What you are asked to do ▸
Please give nothing except the number of lines in the records below that include the word "shirt".

*** Block opens ***

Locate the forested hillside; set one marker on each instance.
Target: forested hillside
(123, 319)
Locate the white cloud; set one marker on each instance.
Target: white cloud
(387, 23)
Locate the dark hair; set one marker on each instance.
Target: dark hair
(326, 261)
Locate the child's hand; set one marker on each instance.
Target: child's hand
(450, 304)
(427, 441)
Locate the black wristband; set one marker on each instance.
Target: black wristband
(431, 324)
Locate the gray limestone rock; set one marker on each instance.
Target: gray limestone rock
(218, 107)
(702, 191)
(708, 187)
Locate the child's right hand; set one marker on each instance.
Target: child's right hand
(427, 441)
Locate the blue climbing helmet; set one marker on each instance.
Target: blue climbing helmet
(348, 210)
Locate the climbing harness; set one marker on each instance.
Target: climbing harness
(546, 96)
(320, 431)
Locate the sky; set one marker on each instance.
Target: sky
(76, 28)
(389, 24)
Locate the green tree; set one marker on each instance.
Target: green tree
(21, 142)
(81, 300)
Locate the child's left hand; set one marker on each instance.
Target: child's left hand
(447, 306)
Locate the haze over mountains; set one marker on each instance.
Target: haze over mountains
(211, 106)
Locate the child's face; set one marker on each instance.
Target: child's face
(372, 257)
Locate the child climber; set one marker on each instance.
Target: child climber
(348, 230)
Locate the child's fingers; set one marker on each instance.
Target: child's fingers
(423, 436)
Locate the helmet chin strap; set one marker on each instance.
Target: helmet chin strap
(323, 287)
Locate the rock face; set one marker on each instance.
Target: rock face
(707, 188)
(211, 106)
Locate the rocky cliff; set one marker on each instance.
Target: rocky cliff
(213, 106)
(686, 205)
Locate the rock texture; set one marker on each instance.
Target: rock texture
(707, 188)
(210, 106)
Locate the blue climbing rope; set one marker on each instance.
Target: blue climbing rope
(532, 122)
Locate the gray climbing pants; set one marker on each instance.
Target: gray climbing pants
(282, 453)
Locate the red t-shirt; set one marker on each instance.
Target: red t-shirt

*** Block closes ***

Written solution ▸
2